WHAT IS EXPECTED:
Each line from the one that has "Place a dot on every instance of the white cleat, one" through the end of the entries below must be written out exactly; leave out all other lines.

GIVEN DATA:
--- START ---

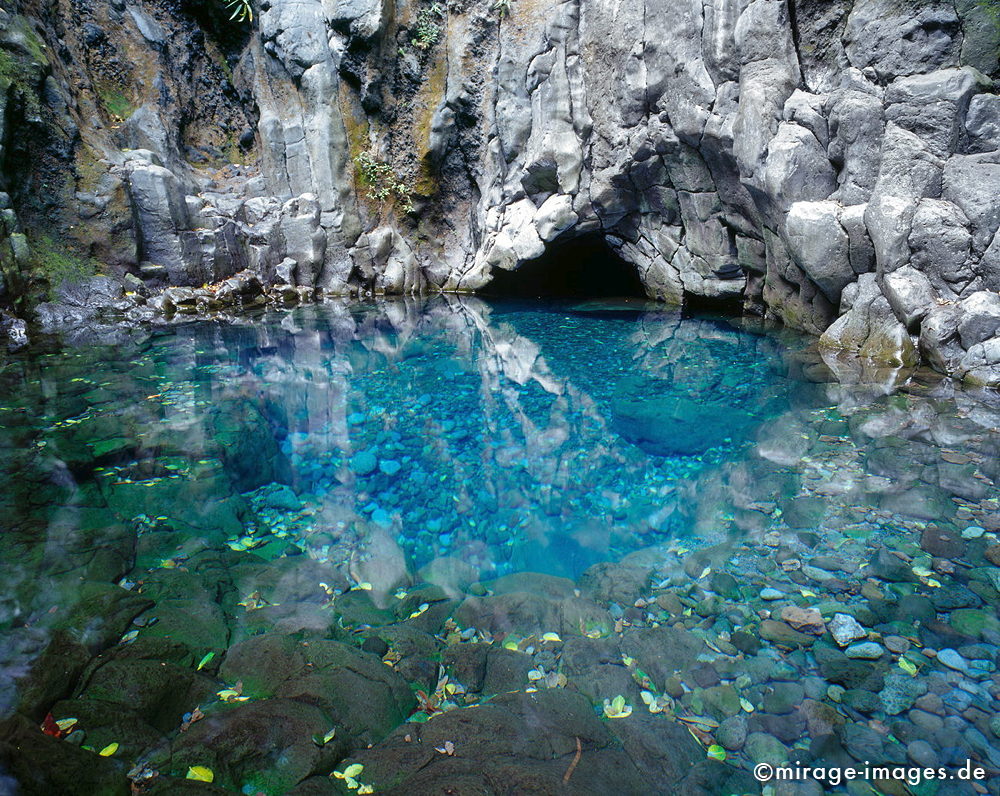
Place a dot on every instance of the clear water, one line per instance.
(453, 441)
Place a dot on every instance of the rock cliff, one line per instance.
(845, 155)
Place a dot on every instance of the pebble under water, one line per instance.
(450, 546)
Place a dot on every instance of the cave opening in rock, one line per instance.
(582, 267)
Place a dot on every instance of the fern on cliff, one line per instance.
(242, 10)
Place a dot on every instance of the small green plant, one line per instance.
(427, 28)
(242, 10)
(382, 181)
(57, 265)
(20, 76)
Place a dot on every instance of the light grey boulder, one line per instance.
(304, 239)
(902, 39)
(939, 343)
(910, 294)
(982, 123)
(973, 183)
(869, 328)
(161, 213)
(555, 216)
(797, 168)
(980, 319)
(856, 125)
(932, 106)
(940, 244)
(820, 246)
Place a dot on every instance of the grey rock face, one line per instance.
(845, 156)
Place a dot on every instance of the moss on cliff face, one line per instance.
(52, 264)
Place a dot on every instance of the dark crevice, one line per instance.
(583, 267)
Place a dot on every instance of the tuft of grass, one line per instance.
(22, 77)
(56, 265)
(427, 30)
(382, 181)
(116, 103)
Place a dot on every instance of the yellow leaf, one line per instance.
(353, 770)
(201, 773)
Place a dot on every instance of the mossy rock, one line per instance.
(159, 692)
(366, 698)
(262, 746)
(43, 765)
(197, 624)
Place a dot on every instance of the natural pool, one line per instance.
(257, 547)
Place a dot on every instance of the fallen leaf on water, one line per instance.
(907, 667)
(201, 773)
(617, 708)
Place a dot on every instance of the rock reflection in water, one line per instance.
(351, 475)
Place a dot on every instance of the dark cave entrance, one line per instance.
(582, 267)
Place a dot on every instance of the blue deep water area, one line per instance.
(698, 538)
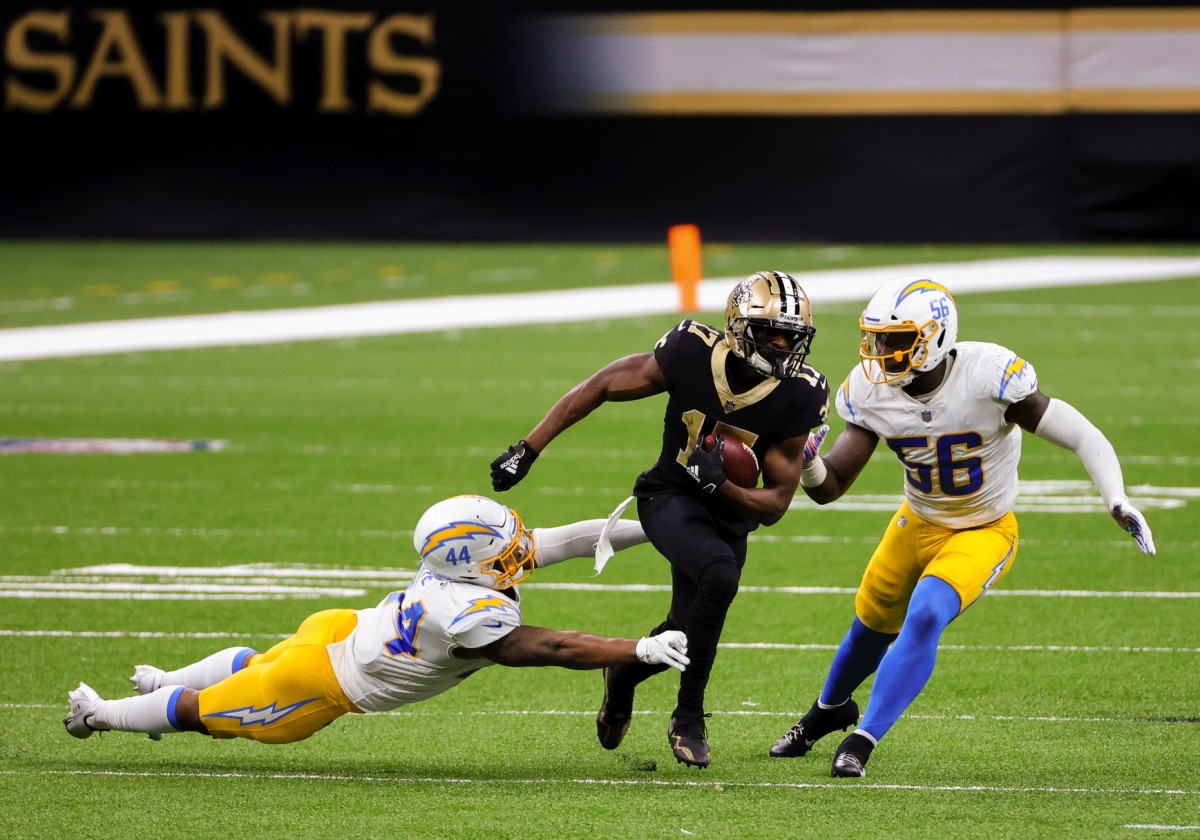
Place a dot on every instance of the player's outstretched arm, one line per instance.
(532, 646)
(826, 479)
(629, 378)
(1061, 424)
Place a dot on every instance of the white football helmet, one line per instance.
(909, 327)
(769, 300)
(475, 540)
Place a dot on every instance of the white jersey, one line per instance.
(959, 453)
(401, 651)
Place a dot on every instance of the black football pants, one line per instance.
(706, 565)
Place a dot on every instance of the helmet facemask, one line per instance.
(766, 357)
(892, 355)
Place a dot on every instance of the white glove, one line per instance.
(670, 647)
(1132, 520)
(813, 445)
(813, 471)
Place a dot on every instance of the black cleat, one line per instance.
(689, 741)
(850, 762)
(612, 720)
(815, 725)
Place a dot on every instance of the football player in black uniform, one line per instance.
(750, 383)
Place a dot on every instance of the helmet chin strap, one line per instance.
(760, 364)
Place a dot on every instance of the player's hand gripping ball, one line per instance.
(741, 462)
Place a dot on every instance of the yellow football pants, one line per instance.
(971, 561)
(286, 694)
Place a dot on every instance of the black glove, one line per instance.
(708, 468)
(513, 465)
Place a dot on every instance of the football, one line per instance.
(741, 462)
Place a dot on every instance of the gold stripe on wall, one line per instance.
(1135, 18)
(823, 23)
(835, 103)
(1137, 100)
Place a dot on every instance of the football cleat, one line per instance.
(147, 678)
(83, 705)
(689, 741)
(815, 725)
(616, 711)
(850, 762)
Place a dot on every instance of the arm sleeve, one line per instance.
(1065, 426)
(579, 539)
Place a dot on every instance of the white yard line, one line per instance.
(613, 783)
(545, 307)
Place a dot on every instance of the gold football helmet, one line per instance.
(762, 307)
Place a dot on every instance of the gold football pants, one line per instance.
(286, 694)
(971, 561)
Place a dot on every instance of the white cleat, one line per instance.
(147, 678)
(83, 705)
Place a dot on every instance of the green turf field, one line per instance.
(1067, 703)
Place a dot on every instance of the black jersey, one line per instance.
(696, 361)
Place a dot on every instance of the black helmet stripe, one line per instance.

--- END ---

EXERCISE RESPONSE:
Place a dot on every instance of the white cleat, one line per instance.
(147, 678)
(83, 705)
Place a dot on every instance of the green turf field, one line per instance.
(1067, 703)
Place a dot on every instance of the black jersey, one line per instance.
(696, 361)
Place a dot on every instance of the black helmet stripe, one line per instance.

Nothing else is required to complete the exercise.